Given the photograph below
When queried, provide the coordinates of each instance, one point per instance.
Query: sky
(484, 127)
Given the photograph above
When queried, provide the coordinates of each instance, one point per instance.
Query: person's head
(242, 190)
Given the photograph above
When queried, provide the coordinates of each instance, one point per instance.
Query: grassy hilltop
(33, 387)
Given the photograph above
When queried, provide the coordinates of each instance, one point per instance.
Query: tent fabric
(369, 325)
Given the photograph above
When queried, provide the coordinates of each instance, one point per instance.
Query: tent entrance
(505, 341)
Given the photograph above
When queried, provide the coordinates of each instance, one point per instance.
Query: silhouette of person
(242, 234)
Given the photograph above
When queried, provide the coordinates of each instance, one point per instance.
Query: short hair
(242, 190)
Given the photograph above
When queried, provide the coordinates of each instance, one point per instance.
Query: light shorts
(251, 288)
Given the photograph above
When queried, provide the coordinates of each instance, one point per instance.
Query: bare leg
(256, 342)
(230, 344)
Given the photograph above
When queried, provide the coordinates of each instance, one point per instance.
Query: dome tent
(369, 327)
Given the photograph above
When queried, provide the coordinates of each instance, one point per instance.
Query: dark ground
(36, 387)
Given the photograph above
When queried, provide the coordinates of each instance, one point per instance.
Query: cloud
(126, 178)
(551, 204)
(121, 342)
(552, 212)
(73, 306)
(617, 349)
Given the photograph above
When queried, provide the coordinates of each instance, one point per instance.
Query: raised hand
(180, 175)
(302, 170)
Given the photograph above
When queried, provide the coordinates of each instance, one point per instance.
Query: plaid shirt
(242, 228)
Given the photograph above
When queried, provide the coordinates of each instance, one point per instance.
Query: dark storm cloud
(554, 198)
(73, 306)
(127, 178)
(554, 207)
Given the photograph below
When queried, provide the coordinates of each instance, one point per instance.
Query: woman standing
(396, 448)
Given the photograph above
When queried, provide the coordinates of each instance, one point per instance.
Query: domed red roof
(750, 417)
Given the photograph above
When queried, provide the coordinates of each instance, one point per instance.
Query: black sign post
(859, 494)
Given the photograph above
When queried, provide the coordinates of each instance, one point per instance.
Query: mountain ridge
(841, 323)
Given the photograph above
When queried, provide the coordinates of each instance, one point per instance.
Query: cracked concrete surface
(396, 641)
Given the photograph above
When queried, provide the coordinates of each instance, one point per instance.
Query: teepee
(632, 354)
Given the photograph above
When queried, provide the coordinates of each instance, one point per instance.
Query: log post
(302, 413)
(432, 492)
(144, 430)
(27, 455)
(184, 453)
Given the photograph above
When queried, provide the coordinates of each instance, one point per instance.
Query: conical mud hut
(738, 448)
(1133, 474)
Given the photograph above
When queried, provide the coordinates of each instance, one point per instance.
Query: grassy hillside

::::::::::

_Goal_
Output every entry shown above, exactly.

_Answer to the problem_
Given the photograph below
When queried, provide the coordinates of each instance, one point per instance.
Query: sky
(484, 127)
Given the photograph above
When queried, provide the coordinates of each instance, one point per instance.
Query: person's head
(242, 190)
Given the photograph above
When queried, provide the coordinates of each instance, one point per instance.
Query: grassy hilltop
(33, 387)
Given the photograph above
When queried, provide the coordinates of each instance, one point per instance.
Query: tent fabric
(369, 325)
Given the photograph above
When queried, provide the coordinates of each instance, one point per instance.
Query: tent entrance
(505, 341)
Given the photograph above
When queried, provide the coordinates of each instance, one point per instance.
Query: silhouette of person
(242, 234)
Given the photograph above
When queried, provide the coordinates of each instance, one point per instance.
Query: short hair
(242, 190)
Given the photograph above
When queried, provide the coordinates of each instance, one point per instance.
Query: light shorts
(251, 288)
Given the photograph above
When queried, provide the coordinates of each instance, one point per instance.
Query: bare leg
(256, 342)
(230, 344)
Given the photograph above
When queried, provide the coordinates of each instance, one point per instance.
Query: dome tent
(369, 327)
Given the photograph above
When queried, provide the coordinates of each instance, one point per instance.
Query: dark ground
(36, 387)
Given the photograph above
When queried, provide the coordinates of each instance, one point per instance.
Query: cloud
(126, 178)
(551, 204)
(121, 342)
(552, 212)
(73, 306)
(617, 349)
Given the photograph above
When queried, provide the coordinates of each instance, one point per instance.
Query: raised hand
(180, 175)
(302, 170)
Given the photograph above
When queried, provide the coordinates of each instance, one point per instance.
Query: plaid shirt
(242, 228)
Given the photograph above
When queried, provide the coordinates of each instance, one point per instance.
Query: dark storm cloud
(554, 198)
(73, 306)
(127, 178)
(554, 207)
Given the photograph below
When queried, provide the coordinates of each instance, one point per instance.
Query: woman standing
(396, 448)
Given the photograph above
When queried, provide the coordinates of each instance, one point per instance.
Query: domed red roof
(750, 417)
Given the photograph above
When queried, provide the coordinates of each instance, one point per instance.
Query: black sign post
(859, 494)
Given the photograph above
When queried, provide the coordinates of each instance, one point per instance.
Query: mountain ridge
(841, 323)
Given the photograph above
When queried, provide the coordinates of each instance, one point per instance.
Query: cracked concrete surface
(396, 641)
Given the photograph above
When queried, provide the coordinates of each instance, one point per instance.
Query: teepee
(632, 354)
Given the photograph above
When queried, provide the coordinates of each instance, one point per instance.
Query: log post
(302, 413)
(432, 492)
(144, 430)
(27, 455)
(184, 453)
Given the photograph above
When queried, provide the coordinates of each instance, one point per instance.
Query: conical mud hut
(738, 448)
(1133, 474)
Given the photograph above
When queried, provide the coordinates of each instance, one point per instance.
Query: grassy hillside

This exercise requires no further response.